» TASK BRIEF
Retype every one of the items below character for character, leaving the pictures out of your copy.

» INFORMATION SHOWN

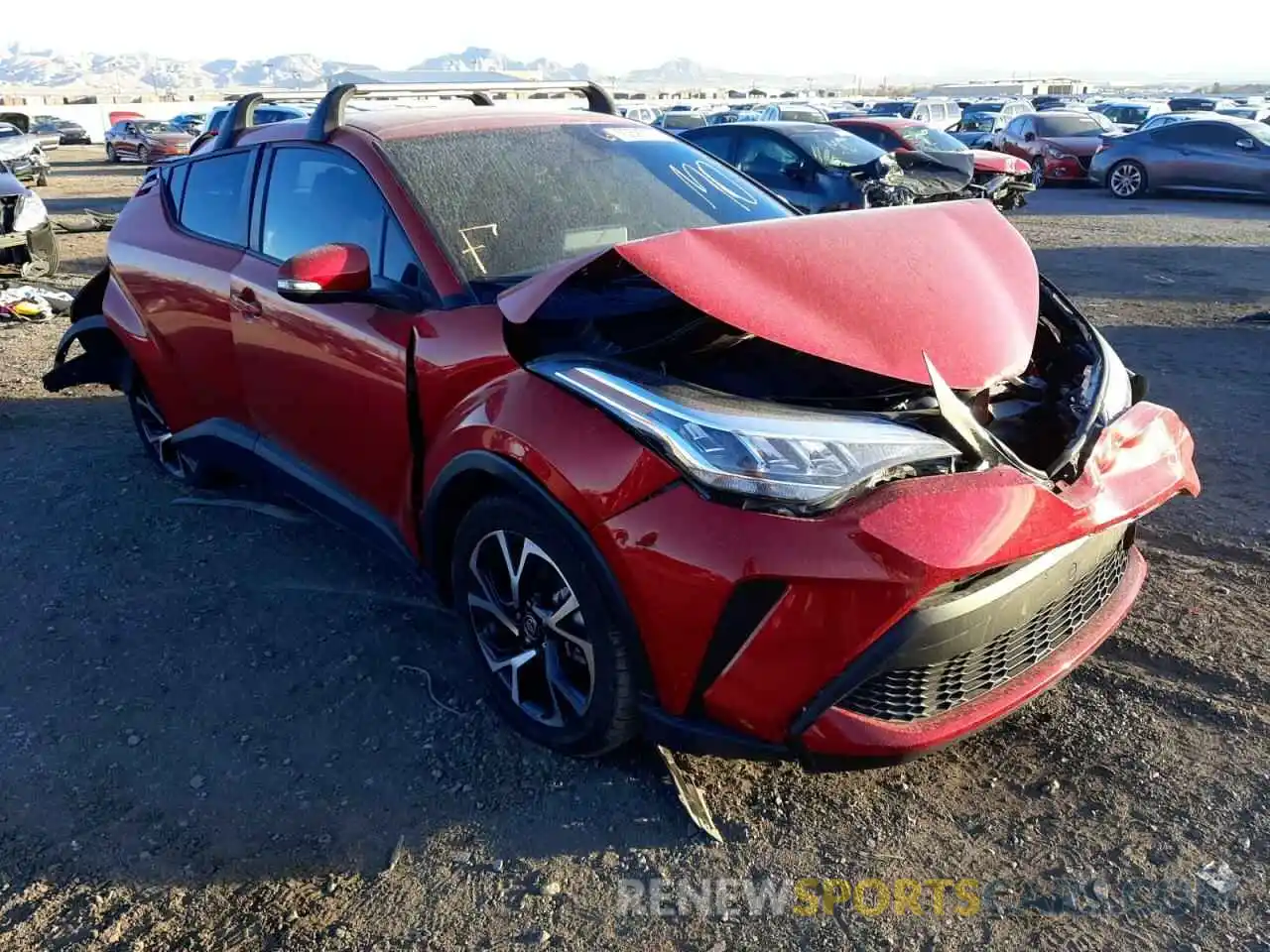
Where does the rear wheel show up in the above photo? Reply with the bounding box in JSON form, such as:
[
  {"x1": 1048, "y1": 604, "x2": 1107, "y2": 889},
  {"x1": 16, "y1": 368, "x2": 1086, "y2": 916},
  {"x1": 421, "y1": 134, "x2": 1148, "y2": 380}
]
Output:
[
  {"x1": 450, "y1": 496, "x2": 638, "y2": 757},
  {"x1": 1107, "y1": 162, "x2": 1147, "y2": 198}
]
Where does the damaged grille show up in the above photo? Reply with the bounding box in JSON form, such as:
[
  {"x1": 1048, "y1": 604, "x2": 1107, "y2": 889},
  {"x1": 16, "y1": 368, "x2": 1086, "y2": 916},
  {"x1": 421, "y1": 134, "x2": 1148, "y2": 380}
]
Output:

» THE SOLUTION
Where does the rear wheel show up in the above photo? Reply with the bounding box in JSON form, such as:
[
  {"x1": 1048, "y1": 604, "x2": 1107, "y2": 889},
  {"x1": 16, "y1": 368, "x2": 1086, "y2": 916},
  {"x1": 421, "y1": 134, "x2": 1148, "y2": 380}
]
Output:
[
  {"x1": 450, "y1": 496, "x2": 638, "y2": 757},
  {"x1": 1107, "y1": 162, "x2": 1147, "y2": 198}
]
Where does the damaged grille show up in the above photo? Reply with the bounding box in JSON form, such as:
[
  {"x1": 1048, "y1": 604, "x2": 1107, "y2": 889},
  {"x1": 16, "y1": 368, "x2": 1086, "y2": 916},
  {"x1": 421, "y1": 134, "x2": 1148, "y2": 380}
]
Output:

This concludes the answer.